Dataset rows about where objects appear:
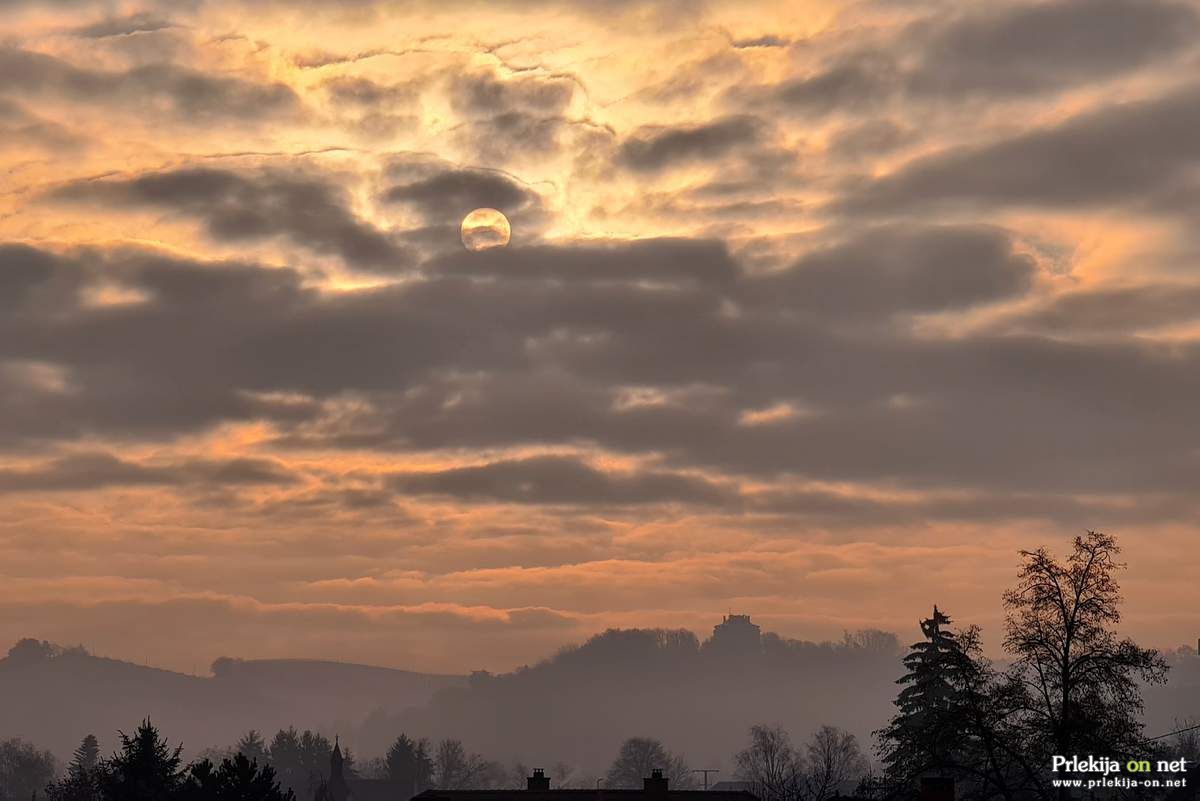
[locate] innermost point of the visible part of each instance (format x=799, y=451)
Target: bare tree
x=834, y=763
x=1080, y=678
x=454, y=769
x=639, y=756
x=771, y=764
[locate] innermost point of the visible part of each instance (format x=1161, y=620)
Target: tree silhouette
x=252, y=746
x=409, y=764
x=834, y=762
x=300, y=759
x=454, y=769
x=637, y=757
x=771, y=764
x=1080, y=679
x=85, y=757
x=145, y=769
x=929, y=728
x=235, y=780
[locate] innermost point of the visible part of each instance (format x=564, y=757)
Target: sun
x=484, y=229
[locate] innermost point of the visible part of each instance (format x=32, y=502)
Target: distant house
x=340, y=788
x=654, y=788
x=736, y=634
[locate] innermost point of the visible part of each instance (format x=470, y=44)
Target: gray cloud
x=447, y=193
x=647, y=348
x=1033, y=46
x=235, y=206
x=562, y=480
x=186, y=92
x=999, y=52
x=138, y=23
x=1127, y=154
x=99, y=470
x=911, y=269
x=657, y=148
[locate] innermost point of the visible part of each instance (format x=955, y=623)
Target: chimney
x=655, y=784
x=936, y=788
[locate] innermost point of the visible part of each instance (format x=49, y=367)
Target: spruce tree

* **WHAT YOU WILL DO**:
Write out all of the lines in the items above verbatim, omitting the pictures from your answer.

* **ANSWER BELOW**:
[locate] innermost point of the visible part of each instance (format x=799, y=451)
Target: bare tree
x=834, y=763
x=1080, y=678
x=454, y=769
x=639, y=756
x=771, y=764
[locate] innermost point of the visible part of each instance (format x=1161, y=620)
Target: tree silhouette
x=252, y=746
x=409, y=764
x=834, y=762
x=300, y=759
x=454, y=769
x=637, y=757
x=771, y=764
x=1080, y=679
x=85, y=757
x=145, y=769
x=929, y=728
x=235, y=780
[locate] innermost point of the visible part of each instance (format x=564, y=757)
Target: sun
x=484, y=229
[locate] innermost point of the visible part of each instance (format x=32, y=502)
Target: distant house
x=340, y=788
x=654, y=788
x=736, y=634
[locate] innermost point of the visible part of each instance (format x=470, y=44)
Target: gray cloud
x=447, y=193
x=647, y=348
x=1033, y=46
x=235, y=206
x=562, y=480
x=186, y=92
x=999, y=52
x=138, y=23
x=1127, y=154
x=99, y=470
x=911, y=269
x=657, y=148
[locate] innermost point of the visible part of each instance (format x=955, y=623)
Target: chimney
x=655, y=784
x=936, y=788
[locate] innermost point of the visible part of each instance (format x=49, y=367)
Target: spruce tree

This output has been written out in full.